● THE REQUEST
The entries below should be given again exactly, minus their pictures.

○ ○ ○ ○

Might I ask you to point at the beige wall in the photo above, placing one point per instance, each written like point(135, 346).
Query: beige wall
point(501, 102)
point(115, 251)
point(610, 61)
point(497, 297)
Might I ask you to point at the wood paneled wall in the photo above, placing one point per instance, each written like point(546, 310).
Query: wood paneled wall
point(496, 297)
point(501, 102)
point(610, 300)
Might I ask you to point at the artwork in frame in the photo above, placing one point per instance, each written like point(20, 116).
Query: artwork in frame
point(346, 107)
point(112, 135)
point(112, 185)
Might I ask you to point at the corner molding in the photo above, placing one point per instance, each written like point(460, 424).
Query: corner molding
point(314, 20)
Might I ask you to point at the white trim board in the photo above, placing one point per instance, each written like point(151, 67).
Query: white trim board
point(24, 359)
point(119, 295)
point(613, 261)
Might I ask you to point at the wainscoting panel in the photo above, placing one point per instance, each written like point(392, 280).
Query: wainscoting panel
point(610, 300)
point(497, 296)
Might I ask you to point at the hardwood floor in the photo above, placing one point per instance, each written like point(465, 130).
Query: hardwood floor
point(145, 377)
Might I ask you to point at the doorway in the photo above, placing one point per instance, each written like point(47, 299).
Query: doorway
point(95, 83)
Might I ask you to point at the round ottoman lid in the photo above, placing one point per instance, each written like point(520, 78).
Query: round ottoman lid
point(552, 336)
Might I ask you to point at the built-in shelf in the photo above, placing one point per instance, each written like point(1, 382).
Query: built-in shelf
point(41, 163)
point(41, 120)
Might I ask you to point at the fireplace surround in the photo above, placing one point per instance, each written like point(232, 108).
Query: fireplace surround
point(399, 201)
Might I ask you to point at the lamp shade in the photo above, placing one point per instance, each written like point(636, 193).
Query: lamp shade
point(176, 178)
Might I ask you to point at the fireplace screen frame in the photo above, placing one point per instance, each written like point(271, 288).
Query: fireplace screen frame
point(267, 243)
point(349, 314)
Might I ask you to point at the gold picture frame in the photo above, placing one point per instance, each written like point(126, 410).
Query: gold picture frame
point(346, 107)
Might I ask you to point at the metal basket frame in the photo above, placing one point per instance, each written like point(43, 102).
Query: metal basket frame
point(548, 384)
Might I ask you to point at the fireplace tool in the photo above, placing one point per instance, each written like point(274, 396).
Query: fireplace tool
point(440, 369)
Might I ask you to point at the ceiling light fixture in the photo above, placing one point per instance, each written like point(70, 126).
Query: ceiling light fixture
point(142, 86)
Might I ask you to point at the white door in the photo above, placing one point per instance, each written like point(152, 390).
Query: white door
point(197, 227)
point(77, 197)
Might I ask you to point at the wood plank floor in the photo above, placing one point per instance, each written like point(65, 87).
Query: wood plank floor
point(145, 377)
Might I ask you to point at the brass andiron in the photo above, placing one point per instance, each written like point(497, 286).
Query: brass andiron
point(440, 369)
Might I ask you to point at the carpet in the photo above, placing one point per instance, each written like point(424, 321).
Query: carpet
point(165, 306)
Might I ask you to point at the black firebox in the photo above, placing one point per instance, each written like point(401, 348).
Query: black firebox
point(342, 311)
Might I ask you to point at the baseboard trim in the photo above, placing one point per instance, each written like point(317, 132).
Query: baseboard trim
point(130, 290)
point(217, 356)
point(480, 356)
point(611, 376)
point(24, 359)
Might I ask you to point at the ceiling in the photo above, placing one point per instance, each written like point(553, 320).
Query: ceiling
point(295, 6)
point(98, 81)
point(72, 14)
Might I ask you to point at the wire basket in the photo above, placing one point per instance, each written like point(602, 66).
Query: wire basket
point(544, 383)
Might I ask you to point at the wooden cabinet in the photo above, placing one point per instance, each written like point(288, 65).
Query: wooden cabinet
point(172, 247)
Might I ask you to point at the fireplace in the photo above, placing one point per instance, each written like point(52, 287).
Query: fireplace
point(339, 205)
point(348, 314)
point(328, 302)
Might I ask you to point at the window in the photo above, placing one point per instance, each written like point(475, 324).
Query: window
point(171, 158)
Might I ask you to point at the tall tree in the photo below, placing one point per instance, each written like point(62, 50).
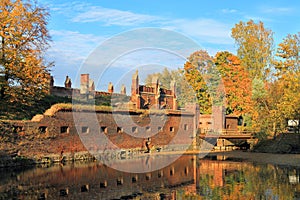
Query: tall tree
point(288, 73)
point(236, 82)
point(255, 47)
point(24, 37)
point(198, 71)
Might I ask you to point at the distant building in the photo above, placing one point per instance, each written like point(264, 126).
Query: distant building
point(154, 96)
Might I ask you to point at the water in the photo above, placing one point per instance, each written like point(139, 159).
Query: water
point(190, 177)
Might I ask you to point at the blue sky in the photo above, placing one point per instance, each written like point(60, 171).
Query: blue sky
point(79, 27)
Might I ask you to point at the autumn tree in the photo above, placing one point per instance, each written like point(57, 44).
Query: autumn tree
point(255, 47)
point(24, 38)
point(201, 74)
point(288, 73)
point(236, 82)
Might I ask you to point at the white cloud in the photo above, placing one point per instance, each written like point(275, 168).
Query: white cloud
point(277, 10)
point(69, 49)
point(205, 30)
point(228, 11)
point(114, 17)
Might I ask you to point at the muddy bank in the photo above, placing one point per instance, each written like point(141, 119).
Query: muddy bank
point(284, 143)
point(265, 158)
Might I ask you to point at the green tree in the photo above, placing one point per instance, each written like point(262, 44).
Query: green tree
point(24, 74)
point(255, 47)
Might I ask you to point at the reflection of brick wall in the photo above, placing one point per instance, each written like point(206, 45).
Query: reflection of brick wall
point(102, 182)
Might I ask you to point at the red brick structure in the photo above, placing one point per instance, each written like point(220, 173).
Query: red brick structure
point(154, 96)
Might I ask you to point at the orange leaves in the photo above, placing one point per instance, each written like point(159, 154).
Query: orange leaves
point(236, 82)
point(23, 39)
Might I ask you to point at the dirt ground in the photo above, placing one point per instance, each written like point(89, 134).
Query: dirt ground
point(277, 159)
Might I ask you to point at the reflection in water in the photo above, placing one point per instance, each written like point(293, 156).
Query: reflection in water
point(187, 178)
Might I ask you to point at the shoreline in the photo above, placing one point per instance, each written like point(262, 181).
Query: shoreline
point(235, 155)
point(261, 158)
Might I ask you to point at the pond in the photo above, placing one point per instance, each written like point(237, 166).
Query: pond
point(189, 177)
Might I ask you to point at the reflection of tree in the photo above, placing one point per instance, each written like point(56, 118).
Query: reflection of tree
point(243, 181)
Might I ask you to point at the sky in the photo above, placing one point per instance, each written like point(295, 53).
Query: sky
point(113, 38)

○ ○ ○ ○

● RESPONSE
Might I ask you to point at the beige wall in the photo above, placing one point per instance, each written like point(135, 346).
Query: beige wall
point(501, 102)
point(115, 251)
point(610, 61)
point(497, 297)
Might I ask you to point at the wood paneled wall in the photo above, placing one point per instance, each written like point(546, 310).
Query: wood paneled wall
point(496, 297)
point(501, 102)
point(610, 300)
Might I ask you to point at the artwork in frame in the photo above, placing one point per instance, each written like point(20, 116).
Query: artwork in frame
point(346, 107)
point(112, 135)
point(112, 185)
Might I ask you to point at the corner molding in the photo above, placing one point per instance, each written like point(460, 424).
Query: corner molding
point(314, 20)
Might I ask you to point at the white trim board in the photo above, placing one point per instance, each written like point(151, 67).
Query: white trim board
point(24, 359)
point(119, 295)
point(613, 261)
Might I ask you to point at the wainscoting panel in the photo above, placing one point per instance, each written like point(392, 280).
Query: wainscoting panel
point(610, 300)
point(497, 296)
Might I ask you to point at the hardwood floor in the photo above, placing one point per instance, each written like point(465, 130).
Query: hardwood floor
point(145, 377)
Might I ask you to point at the doorway in the photo above, placing one point per instance, each written like point(47, 299).
Query: doorway
point(95, 83)
Might I ask you to point at the round ottoman lid in the photo above, placing one point per instance, each written like point(520, 78).
Query: round ottoman lid
point(552, 336)
Might I ask you to point at the built-in shelf in the photo above, placing one point per instance, each written like point(1, 382).
Query: built-in shelf
point(41, 163)
point(41, 120)
Might I ask you to point at the fireplace surround in the photo above, placing one point per instance, each written like point(232, 108).
Query: fireplace surround
point(399, 201)
Might I ask you to point at the lamp shade in the photo above, placing one point per instance, each written like point(636, 193).
Query: lamp shade
point(176, 178)
Might I ask you to point at the fireplace screen frame in the photo above, placing one point per instance, each written like point(271, 288).
Query: fireplace screen frame
point(267, 243)
point(349, 314)
Might I ask you to point at the gold picture frame in the photo above, placing one point per instance, each written like point(126, 410).
Query: gold picture frame
point(346, 107)
Might I ask you to point at the metal basket frame in the photo above, placing one point per instance, each written like point(43, 102).
Query: metal basket frame
point(548, 384)
Might I ask you to point at the fireplace tool in the photo above, placing one point per instance, each written like point(274, 396).
Query: fireplace tool
point(440, 369)
Might I ask you to point at the ceiling light fixture in the photo above, placing one point per instance, each written like point(70, 126).
Query: ceiling light fixture
point(142, 86)
Might I ask you to point at the white door in the photo above, placing one point per instance, each written like point(152, 390).
Query: white door
point(197, 227)
point(77, 197)
Might I ask you to point at the wood plank floor in the photo above, placing one point per instance, each written like point(65, 87).
Query: wood plank floor
point(145, 377)
Might I ask you to point at the brass andiron in the photo above, placing one point per instance, each written like point(497, 286).
Query: brass andiron
point(440, 369)
Might I ask you to point at the carpet in the photo above, placing one point per instance, each written like point(424, 321).
Query: carpet
point(165, 306)
Might I ask you to point at the black firebox in the photo above, placing one point per instance, each written like point(401, 348).
Query: black firebox
point(342, 311)
Might I ask you to point at the baseboard trim in the photo above, placing one point per instance, each written like point(317, 132).
Query: baseboard trim
point(130, 290)
point(217, 356)
point(480, 356)
point(611, 376)
point(24, 359)
Might I ask you to point at the ceiling in the photo above, placing one point per instance, each written like point(553, 320).
Query: ceiling
point(295, 6)
point(98, 81)
point(72, 14)
Might I ask you to point at the wire basket in the photo above, placing one point per instance, each written like point(602, 66).
Query: wire basket
point(544, 383)
Might I ask you to point at the wooden cabinet in the photo above, placing one point per instance, each written like point(288, 65).
Query: wooden cabinet
point(172, 247)
Might I ask you to point at the fireplace in the photo above, placing one point per instance, each written like point(52, 287).
Query: fireplace
point(339, 205)
point(348, 314)
point(328, 302)
Might I ask you to point at the window in the photo above, placing one point per instance, each written like point(475, 324).
Query: window
point(171, 158)
Might I ask you to point at the tall tree in the photo below, placing one point per instance, each written like point(62, 50).
Query: tall tree
point(288, 73)
point(236, 82)
point(255, 47)
point(24, 37)
point(198, 71)
Might I ask you to point at the distant building in the photo above, placing one point per instance, each written like point(264, 126).
Query: distant building
point(154, 96)
Might I ask you to point at the water in the photo above, placing one point per instance, each written like point(139, 159).
Query: water
point(190, 177)
Might I ask you to point at the blue sky in the photo above, placing one point per instance, each written like point(60, 171).
Query: blue sky
point(79, 27)
Might I ask you to point at the autumn tree in the photo above, placing one point per instance, each written like point(57, 44).
Query: autumn tree
point(255, 47)
point(24, 38)
point(201, 74)
point(288, 73)
point(236, 82)
Might I ask you to point at the white cloud in the photo above, placing one point per instance, each written like point(275, 168).
Query: white cloud
point(277, 10)
point(69, 49)
point(205, 30)
point(228, 11)
point(114, 17)
Might I ask you to point at the muddy bank in the photo above, placing one point per instance, each written like point(141, 119).
Query: muddy bank
point(284, 143)
point(265, 158)
Might I ask you to point at the green tree in the photo above, placing one point per instance, each written like point(262, 44).
Query: green tree
point(24, 74)
point(255, 47)
Might I ask you to point at the reflection of brick wall in the photo above, placing one point per instance, each written like point(206, 45).
Query: reflection of brick wall
point(102, 182)
Might I ask you to point at the red brick structure in the photo above, placing one point per instance, each written like point(220, 173).
Query: red brick structure
point(154, 96)
Might I ask you to point at the orange leaves in the photo above, placing one point per instance, each written like point(159, 154).
Query: orange leaves
point(236, 82)
point(23, 39)
Might I ask you to point at the dirt ground in the photo above, placing one point per instance, each written like point(89, 134).
Query: dirt ground
point(277, 159)
Might I ask you to point at the reflection in water in the photo above, placing one point per instance, each written like point(293, 156).
Query: reflection in water
point(187, 178)
Might I ask you to point at the shoreline in the photo above, placing one point per instance, each written like point(262, 181).
Query: shoreline
point(235, 155)
point(261, 158)
Might I ask you to point at the pond in the photo above, placing one point per instance, each written like point(237, 166).
Query: pond
point(189, 177)
Might I ask you to point at the reflection of tree in the photo above, placing one point per instance, each written like point(56, 118).
Query: reflection of tree
point(243, 181)
Might I ask you to point at the sky in the photo above, placing one point per instance, each written like point(295, 53).
Query: sky
point(113, 38)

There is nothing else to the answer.